• [Problems]:
- 1) In the Philippine Mars thread, where is the restored aircraft going to be flown, and in which month?
- 2) Using the Philippine Mars thread, explain why TimeLapse posted the video link a second time.

• [Supplied passage]:
# Philippine Mars Restoration for the US Navy Museum



## TimeLapse (Aug 27, 2012)

The Philippine Mars water bomber is being restored back to the US Navy colors. 
And is going to be flown to US Navy Museum in Pensacola Florida in November for her last flight,I am going to be filming her leaving from Canada, Here is a video the Philippine Mars as of Aug 9 2012

_View: https://www.youtube.com/watch?v=w3ICQg1CwqU_
The 8 th Martin Mars that never got finished .Video Coming soon


----------



## vikingBerserker (Aug 27, 2012)

Very cool! Thanks for posting that!!!!


----------



## TimeLapse (Aug 27, 2012)

Thanks for watching


----------



## Rogi (Aug 28, 2012)

Thats Awesome


----------



## TimeLapse (Aug 28, 2012)

Thanks for watching
I will be posting 5 more videos for the martin mars water bombers ,including part of the 8 th plane that never got finnished


----------



## ham-pete (Aug 28, 2012)

Cannot see video - message says video not loaded


----------



## TimeLapse (Aug 29, 2012)

ham-pete Try link below
Philippine Mars Restoration

_View: https://www.youtube.com/watch?v=w3ICQg1CwqU_


----------



## Aaron Brooks Wolters (Aug 29, 2012)

Very cool! I for some unbeknownst reason have become very fond of the flying boats. Don't know why either.


----------



## TimeLapse (Aug 29, 2012)

Thanks for watching,Check back soon,I will be posting more videos of these planes soon


----------

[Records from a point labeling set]
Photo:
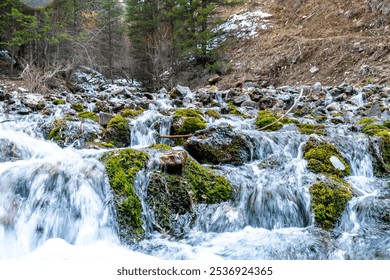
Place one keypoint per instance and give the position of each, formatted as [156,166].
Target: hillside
[308,41]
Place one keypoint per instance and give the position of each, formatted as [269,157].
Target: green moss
[187,112]
[163,147]
[122,167]
[265,117]
[213,113]
[59,101]
[78,107]
[208,187]
[55,133]
[365,121]
[312,129]
[234,111]
[318,156]
[129,113]
[88,115]
[190,125]
[328,199]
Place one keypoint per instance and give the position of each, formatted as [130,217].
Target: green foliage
[163,147]
[265,117]
[190,125]
[88,115]
[213,113]
[328,199]
[129,113]
[234,111]
[220,67]
[365,121]
[122,167]
[318,155]
[78,107]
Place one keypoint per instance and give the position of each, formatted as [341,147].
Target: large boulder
[218,145]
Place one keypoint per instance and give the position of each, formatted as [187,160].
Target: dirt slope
[338,40]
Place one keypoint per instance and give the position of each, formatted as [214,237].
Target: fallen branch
[176,136]
[285,114]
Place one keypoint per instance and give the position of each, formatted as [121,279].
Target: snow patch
[243,25]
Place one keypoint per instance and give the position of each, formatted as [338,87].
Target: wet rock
[218,145]
[104,118]
[173,162]
[214,79]
[242,98]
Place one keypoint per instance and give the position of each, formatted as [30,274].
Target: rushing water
[57,202]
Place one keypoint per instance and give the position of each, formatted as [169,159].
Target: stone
[104,118]
[173,162]
[314,70]
[242,98]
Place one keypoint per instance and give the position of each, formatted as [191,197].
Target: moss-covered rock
[312,129]
[329,198]
[265,117]
[187,121]
[122,167]
[218,145]
[118,131]
[59,102]
[88,115]
[381,155]
[171,195]
[321,158]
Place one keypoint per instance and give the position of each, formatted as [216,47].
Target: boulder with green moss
[325,158]
[122,167]
[172,194]
[379,146]
[187,121]
[69,130]
[265,118]
[219,144]
[329,197]
[118,132]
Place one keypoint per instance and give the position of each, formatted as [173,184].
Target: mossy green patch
[122,167]
[318,155]
[130,113]
[312,129]
[59,102]
[78,107]
[187,112]
[328,199]
[265,117]
[234,111]
[88,115]
[163,147]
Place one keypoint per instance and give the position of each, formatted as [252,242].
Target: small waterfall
[46,193]
[145,129]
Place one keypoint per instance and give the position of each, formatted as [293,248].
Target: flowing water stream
[56,202]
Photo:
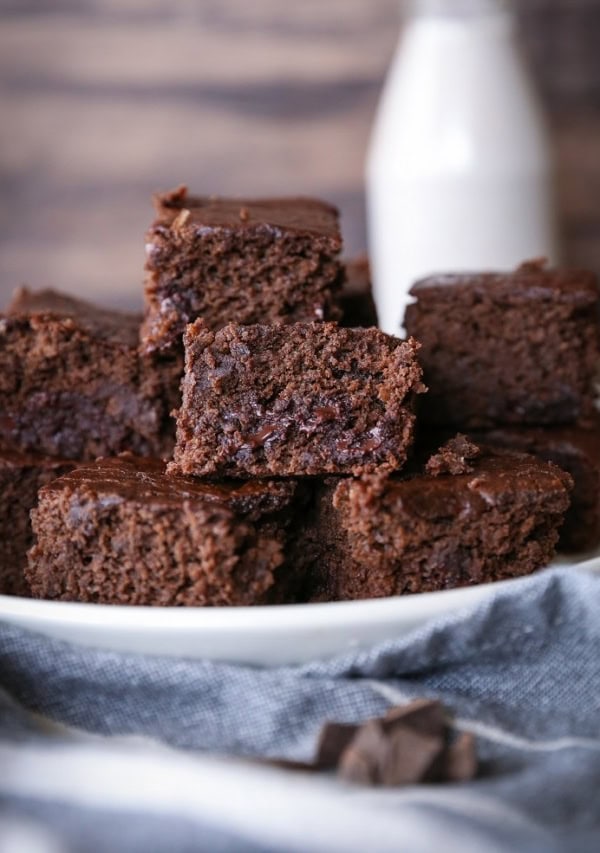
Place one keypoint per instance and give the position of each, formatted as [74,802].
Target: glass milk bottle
[459,171]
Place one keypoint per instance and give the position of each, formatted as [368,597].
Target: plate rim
[259,618]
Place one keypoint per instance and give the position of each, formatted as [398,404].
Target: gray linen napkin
[103,751]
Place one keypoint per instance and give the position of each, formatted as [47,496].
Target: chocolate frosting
[178,209]
[533,280]
[131,478]
[115,326]
[497,475]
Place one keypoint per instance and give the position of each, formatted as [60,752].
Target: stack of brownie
[293,473]
[512,360]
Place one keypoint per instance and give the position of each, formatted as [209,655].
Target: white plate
[265,636]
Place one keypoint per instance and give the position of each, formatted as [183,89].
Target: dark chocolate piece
[507,348]
[381,536]
[243,261]
[311,398]
[72,382]
[119,531]
[21,475]
[453,457]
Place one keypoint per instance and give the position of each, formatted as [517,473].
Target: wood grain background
[105,101]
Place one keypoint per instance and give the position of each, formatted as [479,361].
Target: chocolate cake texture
[119,531]
[238,260]
[378,536]
[21,475]
[72,383]
[304,399]
[507,348]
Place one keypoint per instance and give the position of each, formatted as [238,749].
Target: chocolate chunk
[452,457]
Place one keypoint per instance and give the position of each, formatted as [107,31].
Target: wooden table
[105,101]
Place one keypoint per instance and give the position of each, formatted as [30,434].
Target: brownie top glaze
[143,481]
[298,215]
[115,326]
[531,280]
[13,457]
[497,477]
[570,438]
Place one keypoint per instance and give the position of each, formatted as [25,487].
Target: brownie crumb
[453,457]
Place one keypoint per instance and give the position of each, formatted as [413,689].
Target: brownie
[119,531]
[507,348]
[576,450]
[21,475]
[456,456]
[309,398]
[72,383]
[235,260]
[358,307]
[380,536]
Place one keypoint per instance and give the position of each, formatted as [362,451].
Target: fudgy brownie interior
[302,399]
[519,348]
[21,475]
[72,383]
[380,536]
[119,531]
[242,261]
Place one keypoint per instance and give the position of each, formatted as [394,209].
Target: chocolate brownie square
[381,536]
[21,475]
[242,261]
[119,531]
[309,398]
[72,383]
[576,450]
[358,307]
[507,348]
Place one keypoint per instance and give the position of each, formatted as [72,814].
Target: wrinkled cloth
[102,751]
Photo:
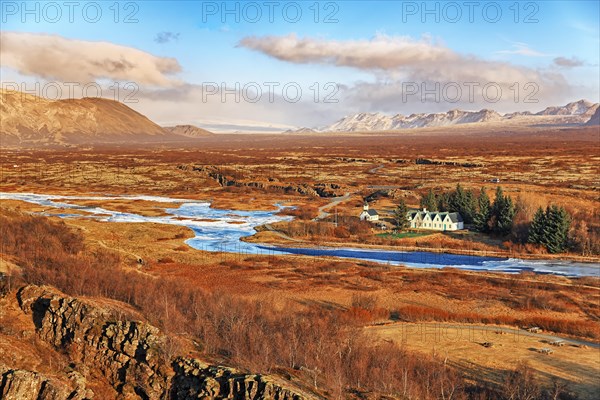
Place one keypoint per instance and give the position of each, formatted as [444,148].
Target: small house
[436,221]
[368,214]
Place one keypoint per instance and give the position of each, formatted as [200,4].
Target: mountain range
[28,120]
[32,120]
[575,113]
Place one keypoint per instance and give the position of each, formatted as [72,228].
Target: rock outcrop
[16,384]
[133,356]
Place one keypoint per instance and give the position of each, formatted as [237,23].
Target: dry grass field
[234,172]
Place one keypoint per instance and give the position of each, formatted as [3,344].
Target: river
[221,230]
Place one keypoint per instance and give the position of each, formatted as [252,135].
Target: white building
[368,215]
[436,221]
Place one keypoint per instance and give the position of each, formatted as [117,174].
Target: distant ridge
[595,120]
[29,120]
[575,113]
[190,131]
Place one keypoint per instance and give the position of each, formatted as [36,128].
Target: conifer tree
[400,216]
[536,230]
[483,211]
[429,201]
[503,212]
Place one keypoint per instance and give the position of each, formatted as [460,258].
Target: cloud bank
[69,60]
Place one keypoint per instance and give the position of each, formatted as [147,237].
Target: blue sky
[554,44]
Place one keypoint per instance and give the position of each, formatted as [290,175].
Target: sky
[272,65]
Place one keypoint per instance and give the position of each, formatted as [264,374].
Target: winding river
[221,230]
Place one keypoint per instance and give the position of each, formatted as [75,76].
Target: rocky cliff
[132,356]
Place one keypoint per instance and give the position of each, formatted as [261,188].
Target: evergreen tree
[429,201]
[536,230]
[400,216]
[503,212]
[443,202]
[463,202]
[556,232]
[484,210]
[551,229]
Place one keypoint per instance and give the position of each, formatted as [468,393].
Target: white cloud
[69,60]
[523,49]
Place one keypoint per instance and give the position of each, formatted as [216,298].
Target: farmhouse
[368,215]
[437,221]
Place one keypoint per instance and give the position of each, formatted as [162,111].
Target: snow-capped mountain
[577,112]
[382,122]
[581,107]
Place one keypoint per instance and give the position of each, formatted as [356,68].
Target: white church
[437,221]
[368,215]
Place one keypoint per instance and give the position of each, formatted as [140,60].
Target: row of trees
[478,210]
[548,228]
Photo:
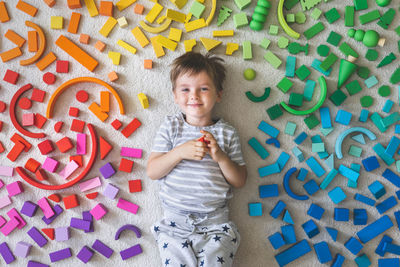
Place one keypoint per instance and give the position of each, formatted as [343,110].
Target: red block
[64,144]
[46,147]
[11,76]
[135,186]
[126,165]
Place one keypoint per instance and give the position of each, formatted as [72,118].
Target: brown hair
[194,63]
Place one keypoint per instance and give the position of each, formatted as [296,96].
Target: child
[196,160]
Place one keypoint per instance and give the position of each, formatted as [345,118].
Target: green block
[353,87]
[332,15]
[370,16]
[197,9]
[338,97]
[274,112]
[314,30]
[296,99]
[334,38]
[311,121]
[285,84]
[303,72]
[349,16]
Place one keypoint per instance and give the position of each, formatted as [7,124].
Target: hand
[213,148]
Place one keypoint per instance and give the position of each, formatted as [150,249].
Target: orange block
[3,12]
[74,22]
[10,54]
[15,38]
[32,41]
[76,52]
[46,61]
[26,8]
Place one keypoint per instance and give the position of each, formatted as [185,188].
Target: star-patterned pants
[194,240]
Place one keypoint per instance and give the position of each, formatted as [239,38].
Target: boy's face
[196,96]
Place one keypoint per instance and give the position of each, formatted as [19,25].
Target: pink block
[131,152]
[128,206]
[50,164]
[90,184]
[98,211]
[81,144]
[15,188]
[6,171]
[45,207]
[13,213]
[69,169]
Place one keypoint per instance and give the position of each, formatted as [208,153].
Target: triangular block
[209,43]
[105,148]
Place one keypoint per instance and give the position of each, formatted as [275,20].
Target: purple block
[37,236]
[107,170]
[102,248]
[130,252]
[80,224]
[57,211]
[6,253]
[85,254]
[60,254]
[29,209]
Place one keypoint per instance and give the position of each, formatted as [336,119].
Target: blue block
[294,252]
[341,214]
[288,234]
[364,199]
[276,240]
[377,189]
[315,211]
[300,138]
[268,129]
[386,205]
[370,163]
[311,187]
[343,117]
[353,245]
[310,228]
[315,167]
[323,252]
[374,229]
[277,210]
[255,209]
[337,195]
[360,217]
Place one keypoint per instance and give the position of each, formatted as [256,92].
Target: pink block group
[131,152]
[128,206]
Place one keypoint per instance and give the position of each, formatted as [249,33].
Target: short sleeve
[163,140]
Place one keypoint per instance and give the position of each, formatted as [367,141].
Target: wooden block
[15,38]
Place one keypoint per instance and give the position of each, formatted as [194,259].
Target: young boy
[196,160]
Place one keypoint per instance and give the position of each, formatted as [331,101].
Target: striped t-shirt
[196,185]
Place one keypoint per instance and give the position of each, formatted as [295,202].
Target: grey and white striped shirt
[196,186]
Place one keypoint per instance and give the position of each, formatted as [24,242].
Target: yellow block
[195,24]
[154,12]
[230,48]
[108,26]
[158,50]
[115,57]
[126,46]
[224,33]
[176,15]
[175,34]
[209,43]
[167,43]
[143,100]
[140,37]
[189,44]
[122,4]
[91,7]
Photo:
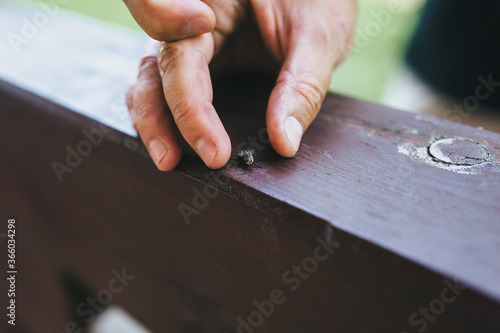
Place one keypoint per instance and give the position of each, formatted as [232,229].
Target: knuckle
[183,112]
[168,55]
[308,86]
[149,77]
[144,112]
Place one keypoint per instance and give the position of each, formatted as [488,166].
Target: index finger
[168,20]
[188,90]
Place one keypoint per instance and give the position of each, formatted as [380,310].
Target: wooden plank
[363,179]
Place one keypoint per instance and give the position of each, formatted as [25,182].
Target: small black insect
[246,159]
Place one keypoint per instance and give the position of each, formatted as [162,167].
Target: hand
[303,39]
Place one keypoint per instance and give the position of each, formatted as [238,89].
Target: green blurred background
[366,71]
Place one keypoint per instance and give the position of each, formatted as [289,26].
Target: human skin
[301,40]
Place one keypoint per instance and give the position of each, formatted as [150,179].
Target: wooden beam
[378,184]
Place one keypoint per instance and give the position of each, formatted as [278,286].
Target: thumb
[169,20]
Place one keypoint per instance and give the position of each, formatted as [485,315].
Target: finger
[151,117]
[301,87]
[169,20]
[188,91]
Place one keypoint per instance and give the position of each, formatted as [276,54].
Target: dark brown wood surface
[363,179]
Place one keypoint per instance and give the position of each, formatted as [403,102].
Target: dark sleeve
[456,43]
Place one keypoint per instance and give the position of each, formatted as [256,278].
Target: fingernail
[293,130]
[197,26]
[157,149]
[207,150]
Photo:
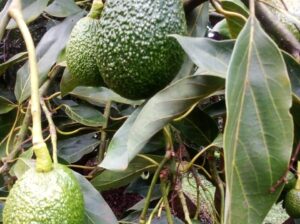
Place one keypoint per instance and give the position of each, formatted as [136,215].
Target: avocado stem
[96,9]
[297,186]
[43,161]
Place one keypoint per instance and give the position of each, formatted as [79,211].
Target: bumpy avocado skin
[45,198]
[136,58]
[81,50]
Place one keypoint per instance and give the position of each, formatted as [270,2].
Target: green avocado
[292,8]
[136,57]
[45,198]
[81,50]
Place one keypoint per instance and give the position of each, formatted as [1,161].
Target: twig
[190,5]
[168,155]
[52,130]
[219,182]
[283,178]
[5,19]
[103,142]
[43,159]
[184,204]
[149,221]
[165,192]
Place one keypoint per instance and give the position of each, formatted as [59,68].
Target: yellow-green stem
[43,162]
[96,9]
[297,186]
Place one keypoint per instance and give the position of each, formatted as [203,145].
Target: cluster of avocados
[128,47]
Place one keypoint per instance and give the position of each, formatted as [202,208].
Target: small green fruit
[136,57]
[292,203]
[52,197]
[81,51]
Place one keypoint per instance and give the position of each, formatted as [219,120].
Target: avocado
[45,198]
[136,57]
[81,50]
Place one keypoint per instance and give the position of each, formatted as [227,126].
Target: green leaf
[31,9]
[96,209]
[212,57]
[48,50]
[198,128]
[111,179]
[23,163]
[6,105]
[134,217]
[258,134]
[12,61]
[235,24]
[64,8]
[222,28]
[294,70]
[168,104]
[73,149]
[85,115]
[162,108]
[116,157]
[100,95]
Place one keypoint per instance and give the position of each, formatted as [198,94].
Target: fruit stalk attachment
[96,9]
[43,159]
[297,186]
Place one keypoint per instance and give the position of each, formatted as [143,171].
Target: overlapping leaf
[211,57]
[96,209]
[111,179]
[64,8]
[73,149]
[259,130]
[31,10]
[85,115]
[101,95]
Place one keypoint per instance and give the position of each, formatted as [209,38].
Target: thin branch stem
[184,205]
[52,130]
[5,19]
[103,143]
[165,192]
[43,159]
[152,185]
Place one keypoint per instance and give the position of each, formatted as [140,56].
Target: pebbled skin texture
[292,203]
[81,50]
[45,198]
[136,58]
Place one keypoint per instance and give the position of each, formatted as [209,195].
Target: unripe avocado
[81,50]
[293,8]
[136,57]
[52,197]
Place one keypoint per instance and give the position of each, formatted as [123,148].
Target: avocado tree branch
[43,159]
[4,19]
[285,38]
[190,5]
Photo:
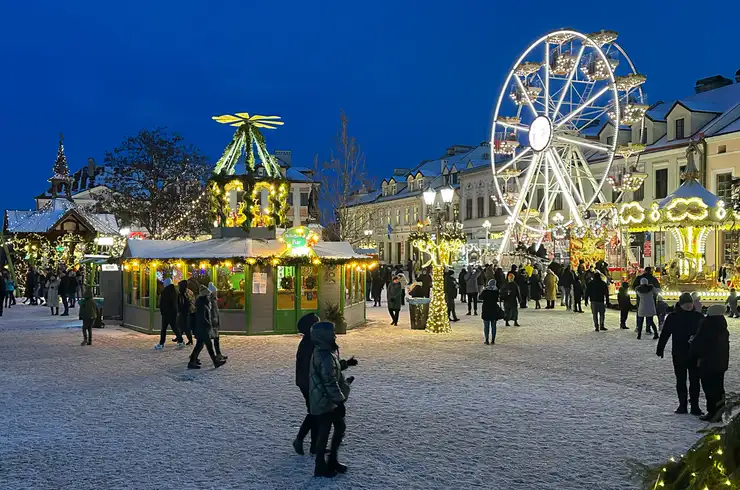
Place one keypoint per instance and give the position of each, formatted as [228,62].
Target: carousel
[691,214]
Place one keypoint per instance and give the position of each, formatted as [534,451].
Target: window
[661,183]
[723,186]
[639,194]
[679,129]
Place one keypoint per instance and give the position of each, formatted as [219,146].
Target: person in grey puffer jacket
[471,288]
[646,308]
[328,391]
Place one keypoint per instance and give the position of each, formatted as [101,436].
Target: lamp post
[440,249]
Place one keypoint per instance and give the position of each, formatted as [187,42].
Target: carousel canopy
[226,248]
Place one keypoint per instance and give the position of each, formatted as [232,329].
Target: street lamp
[487,226]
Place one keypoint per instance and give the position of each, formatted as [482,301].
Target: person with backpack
[490,311]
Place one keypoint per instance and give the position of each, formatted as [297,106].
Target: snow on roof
[46,218]
[691,188]
[226,248]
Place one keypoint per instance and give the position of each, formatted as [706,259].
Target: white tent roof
[226,248]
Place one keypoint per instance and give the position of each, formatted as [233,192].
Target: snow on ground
[553,405]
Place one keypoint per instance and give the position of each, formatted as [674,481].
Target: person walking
[732,304]
[566,285]
[215,320]
[451,295]
[302,368]
[168,311]
[462,284]
[378,284]
[551,289]
[522,281]
[646,310]
[88,313]
[577,295]
[490,311]
[510,296]
[535,288]
[52,295]
[598,293]
[625,305]
[680,326]
[711,350]
[185,311]
[471,287]
[203,331]
[328,393]
[394,300]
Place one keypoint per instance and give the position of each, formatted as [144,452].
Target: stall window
[230,284]
[286,287]
[309,288]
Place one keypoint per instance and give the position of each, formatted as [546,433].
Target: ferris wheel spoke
[568,83]
[585,143]
[559,176]
[513,160]
[526,95]
[582,107]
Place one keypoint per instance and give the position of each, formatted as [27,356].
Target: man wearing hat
[682,324]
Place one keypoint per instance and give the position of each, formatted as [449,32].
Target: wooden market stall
[264,286]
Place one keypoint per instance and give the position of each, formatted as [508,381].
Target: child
[625,305]
[732,304]
[88,315]
[661,308]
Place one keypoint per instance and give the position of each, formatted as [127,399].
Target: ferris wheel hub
[540,133]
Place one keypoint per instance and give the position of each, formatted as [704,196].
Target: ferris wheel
[559,93]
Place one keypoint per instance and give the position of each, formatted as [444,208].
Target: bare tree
[343,178]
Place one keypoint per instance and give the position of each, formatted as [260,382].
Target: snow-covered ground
[553,405]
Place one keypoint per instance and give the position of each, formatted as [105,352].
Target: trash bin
[419,312]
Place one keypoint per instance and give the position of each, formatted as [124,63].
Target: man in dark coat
[682,324]
[302,368]
[461,283]
[510,296]
[168,310]
[451,295]
[328,392]
[598,293]
[203,330]
[711,350]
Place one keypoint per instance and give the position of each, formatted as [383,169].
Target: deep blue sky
[414,77]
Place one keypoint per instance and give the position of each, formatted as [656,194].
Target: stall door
[308,300]
[285,299]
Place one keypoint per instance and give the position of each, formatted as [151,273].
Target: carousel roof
[52,213]
[226,248]
[691,188]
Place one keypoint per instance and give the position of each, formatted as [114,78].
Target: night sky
[414,77]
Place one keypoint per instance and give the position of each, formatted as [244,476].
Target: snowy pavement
[553,405]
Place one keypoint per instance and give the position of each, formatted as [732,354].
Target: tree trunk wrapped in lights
[440,249]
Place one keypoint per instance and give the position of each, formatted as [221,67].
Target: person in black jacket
[168,310]
[598,293]
[302,368]
[711,350]
[489,310]
[683,324]
[451,295]
[203,330]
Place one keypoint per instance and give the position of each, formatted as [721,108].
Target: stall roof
[226,248]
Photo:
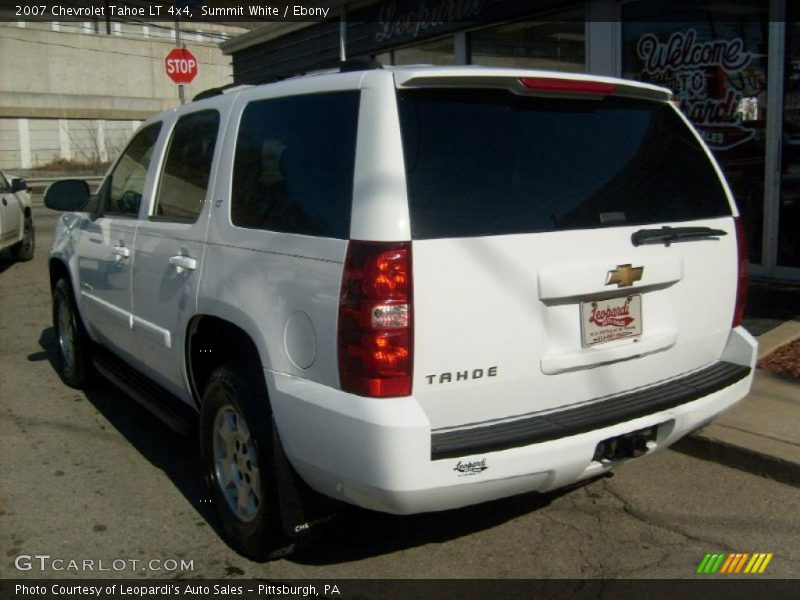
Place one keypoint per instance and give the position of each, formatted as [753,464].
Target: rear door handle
[183,263]
[120,252]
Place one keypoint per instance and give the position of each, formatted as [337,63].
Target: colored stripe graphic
[724,563]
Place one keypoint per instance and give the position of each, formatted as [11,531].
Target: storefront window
[437,52]
[559,44]
[714,57]
[789,211]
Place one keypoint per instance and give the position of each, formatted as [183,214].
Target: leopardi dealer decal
[474,467]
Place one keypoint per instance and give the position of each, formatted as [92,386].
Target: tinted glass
[488,162]
[127,181]
[293,170]
[184,182]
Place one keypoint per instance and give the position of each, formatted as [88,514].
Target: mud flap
[303,510]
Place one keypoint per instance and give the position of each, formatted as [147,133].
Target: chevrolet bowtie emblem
[624,275]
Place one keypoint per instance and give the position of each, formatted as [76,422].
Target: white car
[408,289]
[17,233]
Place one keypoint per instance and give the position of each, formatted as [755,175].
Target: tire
[236,442]
[72,342]
[23,251]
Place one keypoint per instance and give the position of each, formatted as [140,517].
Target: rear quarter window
[293,169]
[489,162]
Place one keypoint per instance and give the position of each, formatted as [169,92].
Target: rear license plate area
[612,319]
[630,445]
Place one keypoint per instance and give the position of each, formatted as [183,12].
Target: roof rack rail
[359,64]
[211,92]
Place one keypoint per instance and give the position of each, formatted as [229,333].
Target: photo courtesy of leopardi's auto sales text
[399,298]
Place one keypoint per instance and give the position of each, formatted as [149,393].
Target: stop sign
[181,65]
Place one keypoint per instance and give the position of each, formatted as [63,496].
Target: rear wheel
[24,249]
[72,343]
[236,438]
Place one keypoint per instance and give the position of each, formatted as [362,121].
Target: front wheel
[72,343]
[238,461]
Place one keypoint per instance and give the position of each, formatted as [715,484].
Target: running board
[173,412]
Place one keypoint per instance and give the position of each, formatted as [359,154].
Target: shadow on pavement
[358,534]
[769,304]
[177,456]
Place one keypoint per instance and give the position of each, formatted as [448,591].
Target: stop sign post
[181,66]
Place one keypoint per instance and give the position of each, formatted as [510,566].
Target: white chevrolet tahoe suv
[408,289]
[17,233]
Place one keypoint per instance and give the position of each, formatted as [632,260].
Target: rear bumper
[382,454]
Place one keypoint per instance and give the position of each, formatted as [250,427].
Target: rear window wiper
[667,235]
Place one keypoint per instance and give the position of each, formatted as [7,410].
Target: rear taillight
[553,84]
[741,284]
[375,315]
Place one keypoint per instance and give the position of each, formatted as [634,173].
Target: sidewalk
[762,433]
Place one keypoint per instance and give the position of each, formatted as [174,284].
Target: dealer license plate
[608,320]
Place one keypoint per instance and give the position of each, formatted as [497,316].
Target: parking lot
[93,477]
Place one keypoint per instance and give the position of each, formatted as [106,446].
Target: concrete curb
[737,457]
[779,336]
[760,447]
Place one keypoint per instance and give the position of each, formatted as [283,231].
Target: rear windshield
[489,162]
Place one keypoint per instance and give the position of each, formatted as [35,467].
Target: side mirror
[70,195]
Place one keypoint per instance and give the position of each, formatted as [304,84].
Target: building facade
[734,67]
[73,92]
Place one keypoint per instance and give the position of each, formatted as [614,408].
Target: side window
[126,184]
[293,169]
[184,181]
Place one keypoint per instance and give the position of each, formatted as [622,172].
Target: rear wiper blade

• [Answers to each task]:
- 1) It is going to be flown to the US Navy Museum in Pensacola, Florida, in November.

- 2) ham-pete reported being unable to see the video because a message said it was not loaded. In response, TimeLapse posted the link again for ham-pete to try.